GIVEN RECORDS:
--- START ---

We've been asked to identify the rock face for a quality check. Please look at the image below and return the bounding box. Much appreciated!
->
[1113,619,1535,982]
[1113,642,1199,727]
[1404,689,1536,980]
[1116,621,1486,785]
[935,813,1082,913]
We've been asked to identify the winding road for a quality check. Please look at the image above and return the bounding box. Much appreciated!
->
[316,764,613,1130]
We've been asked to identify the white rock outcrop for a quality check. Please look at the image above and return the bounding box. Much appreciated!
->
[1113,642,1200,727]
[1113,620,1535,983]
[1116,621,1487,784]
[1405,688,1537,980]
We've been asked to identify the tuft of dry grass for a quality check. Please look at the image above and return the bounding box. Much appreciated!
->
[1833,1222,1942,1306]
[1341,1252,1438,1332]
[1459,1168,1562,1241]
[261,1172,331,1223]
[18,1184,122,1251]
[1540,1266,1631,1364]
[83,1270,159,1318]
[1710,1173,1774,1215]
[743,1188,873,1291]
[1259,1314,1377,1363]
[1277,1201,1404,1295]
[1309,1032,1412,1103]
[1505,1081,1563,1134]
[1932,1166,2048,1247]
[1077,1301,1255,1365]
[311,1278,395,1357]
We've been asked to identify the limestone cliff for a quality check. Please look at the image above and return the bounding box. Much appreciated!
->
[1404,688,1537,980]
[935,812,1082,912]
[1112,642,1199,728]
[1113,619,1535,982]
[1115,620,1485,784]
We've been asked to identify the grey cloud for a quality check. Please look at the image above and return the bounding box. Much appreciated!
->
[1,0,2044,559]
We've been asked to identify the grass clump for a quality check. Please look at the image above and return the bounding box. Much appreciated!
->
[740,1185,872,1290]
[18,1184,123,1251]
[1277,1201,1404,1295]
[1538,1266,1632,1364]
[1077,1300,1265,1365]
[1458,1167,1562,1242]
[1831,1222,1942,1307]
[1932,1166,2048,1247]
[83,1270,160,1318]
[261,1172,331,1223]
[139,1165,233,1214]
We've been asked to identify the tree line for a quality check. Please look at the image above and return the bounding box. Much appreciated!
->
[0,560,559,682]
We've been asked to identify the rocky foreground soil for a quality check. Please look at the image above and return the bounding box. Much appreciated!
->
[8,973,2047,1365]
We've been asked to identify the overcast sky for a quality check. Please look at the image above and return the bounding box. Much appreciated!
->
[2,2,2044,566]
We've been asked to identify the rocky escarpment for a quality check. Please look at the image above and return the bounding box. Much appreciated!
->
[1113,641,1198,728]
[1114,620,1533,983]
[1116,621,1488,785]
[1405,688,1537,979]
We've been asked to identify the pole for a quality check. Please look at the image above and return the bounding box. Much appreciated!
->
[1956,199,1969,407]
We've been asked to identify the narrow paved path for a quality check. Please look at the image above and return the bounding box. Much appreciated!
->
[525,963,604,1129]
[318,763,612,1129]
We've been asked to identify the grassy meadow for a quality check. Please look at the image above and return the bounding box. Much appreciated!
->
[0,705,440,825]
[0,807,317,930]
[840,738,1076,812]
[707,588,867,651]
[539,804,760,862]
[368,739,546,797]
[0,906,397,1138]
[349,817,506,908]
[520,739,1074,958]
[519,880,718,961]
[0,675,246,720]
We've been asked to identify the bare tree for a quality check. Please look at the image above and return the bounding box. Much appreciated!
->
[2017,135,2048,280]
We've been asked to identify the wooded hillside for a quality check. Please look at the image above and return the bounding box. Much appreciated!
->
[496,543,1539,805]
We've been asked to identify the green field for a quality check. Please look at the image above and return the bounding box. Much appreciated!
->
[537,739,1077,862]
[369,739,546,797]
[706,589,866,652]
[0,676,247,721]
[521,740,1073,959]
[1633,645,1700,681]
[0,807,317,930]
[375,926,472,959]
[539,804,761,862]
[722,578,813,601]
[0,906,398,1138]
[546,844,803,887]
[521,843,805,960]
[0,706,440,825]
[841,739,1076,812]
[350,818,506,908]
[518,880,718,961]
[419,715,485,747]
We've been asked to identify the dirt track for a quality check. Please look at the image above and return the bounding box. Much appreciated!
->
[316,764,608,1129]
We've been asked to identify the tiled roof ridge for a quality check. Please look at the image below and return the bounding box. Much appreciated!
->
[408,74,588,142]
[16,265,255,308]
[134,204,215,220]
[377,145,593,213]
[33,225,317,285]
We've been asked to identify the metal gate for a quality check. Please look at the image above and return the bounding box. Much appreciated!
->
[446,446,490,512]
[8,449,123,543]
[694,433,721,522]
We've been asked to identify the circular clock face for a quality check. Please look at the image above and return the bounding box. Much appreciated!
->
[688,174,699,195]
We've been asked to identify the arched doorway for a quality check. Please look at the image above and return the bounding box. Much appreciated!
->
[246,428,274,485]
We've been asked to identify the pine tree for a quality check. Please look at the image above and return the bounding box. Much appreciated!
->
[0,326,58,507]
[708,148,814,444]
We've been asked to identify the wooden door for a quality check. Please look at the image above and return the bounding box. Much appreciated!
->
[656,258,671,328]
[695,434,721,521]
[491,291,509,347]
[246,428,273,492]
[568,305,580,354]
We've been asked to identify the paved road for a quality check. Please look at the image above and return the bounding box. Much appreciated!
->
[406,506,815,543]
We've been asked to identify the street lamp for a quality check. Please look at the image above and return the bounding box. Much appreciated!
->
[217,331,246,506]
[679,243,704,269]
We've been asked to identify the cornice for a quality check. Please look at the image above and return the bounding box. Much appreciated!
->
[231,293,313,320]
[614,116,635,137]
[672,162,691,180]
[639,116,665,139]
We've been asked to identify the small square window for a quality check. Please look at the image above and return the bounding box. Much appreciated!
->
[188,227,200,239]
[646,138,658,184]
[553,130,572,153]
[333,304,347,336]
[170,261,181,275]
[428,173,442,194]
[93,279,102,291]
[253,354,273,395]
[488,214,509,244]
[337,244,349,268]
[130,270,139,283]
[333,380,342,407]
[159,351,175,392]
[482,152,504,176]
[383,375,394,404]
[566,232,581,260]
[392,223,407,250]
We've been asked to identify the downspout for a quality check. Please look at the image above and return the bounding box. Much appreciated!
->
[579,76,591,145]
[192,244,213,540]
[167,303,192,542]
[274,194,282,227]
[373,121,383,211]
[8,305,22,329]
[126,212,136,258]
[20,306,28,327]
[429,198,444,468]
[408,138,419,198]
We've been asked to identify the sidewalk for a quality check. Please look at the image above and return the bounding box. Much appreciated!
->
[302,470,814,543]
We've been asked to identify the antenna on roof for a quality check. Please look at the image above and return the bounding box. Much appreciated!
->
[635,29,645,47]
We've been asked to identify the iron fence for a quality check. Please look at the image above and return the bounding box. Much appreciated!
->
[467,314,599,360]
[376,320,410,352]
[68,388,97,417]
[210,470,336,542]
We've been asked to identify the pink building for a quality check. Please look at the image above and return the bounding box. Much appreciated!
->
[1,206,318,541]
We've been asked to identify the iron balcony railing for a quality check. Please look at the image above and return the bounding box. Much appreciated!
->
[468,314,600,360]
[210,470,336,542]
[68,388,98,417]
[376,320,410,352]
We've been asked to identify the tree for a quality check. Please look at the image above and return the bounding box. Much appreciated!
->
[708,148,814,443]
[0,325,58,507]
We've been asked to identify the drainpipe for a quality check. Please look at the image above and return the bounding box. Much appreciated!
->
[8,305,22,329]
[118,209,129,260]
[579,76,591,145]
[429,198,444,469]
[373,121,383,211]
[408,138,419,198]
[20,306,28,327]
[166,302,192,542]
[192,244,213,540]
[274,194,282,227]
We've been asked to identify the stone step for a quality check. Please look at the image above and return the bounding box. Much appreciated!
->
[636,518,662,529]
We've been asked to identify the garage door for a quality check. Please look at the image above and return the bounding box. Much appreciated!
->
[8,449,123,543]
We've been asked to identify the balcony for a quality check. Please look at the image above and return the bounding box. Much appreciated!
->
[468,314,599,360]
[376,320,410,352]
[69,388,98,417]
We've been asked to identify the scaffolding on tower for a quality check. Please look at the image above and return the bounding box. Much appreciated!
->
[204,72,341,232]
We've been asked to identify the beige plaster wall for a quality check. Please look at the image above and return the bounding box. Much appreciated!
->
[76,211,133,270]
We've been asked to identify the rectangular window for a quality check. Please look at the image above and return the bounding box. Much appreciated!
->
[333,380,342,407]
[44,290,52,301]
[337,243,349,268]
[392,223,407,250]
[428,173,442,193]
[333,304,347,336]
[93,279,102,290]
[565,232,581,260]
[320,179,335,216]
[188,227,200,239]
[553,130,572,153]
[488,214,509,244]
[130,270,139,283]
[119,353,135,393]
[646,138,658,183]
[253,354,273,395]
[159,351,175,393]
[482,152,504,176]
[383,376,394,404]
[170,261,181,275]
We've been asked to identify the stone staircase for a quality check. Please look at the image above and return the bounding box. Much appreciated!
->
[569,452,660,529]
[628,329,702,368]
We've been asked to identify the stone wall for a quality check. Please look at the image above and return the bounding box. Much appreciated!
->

--- END ---

WHAT YOU WILL DO: Nothing but a number is wanted: how many lines in the records above include "face".

RESULT FOR THIS EXERCISE: 2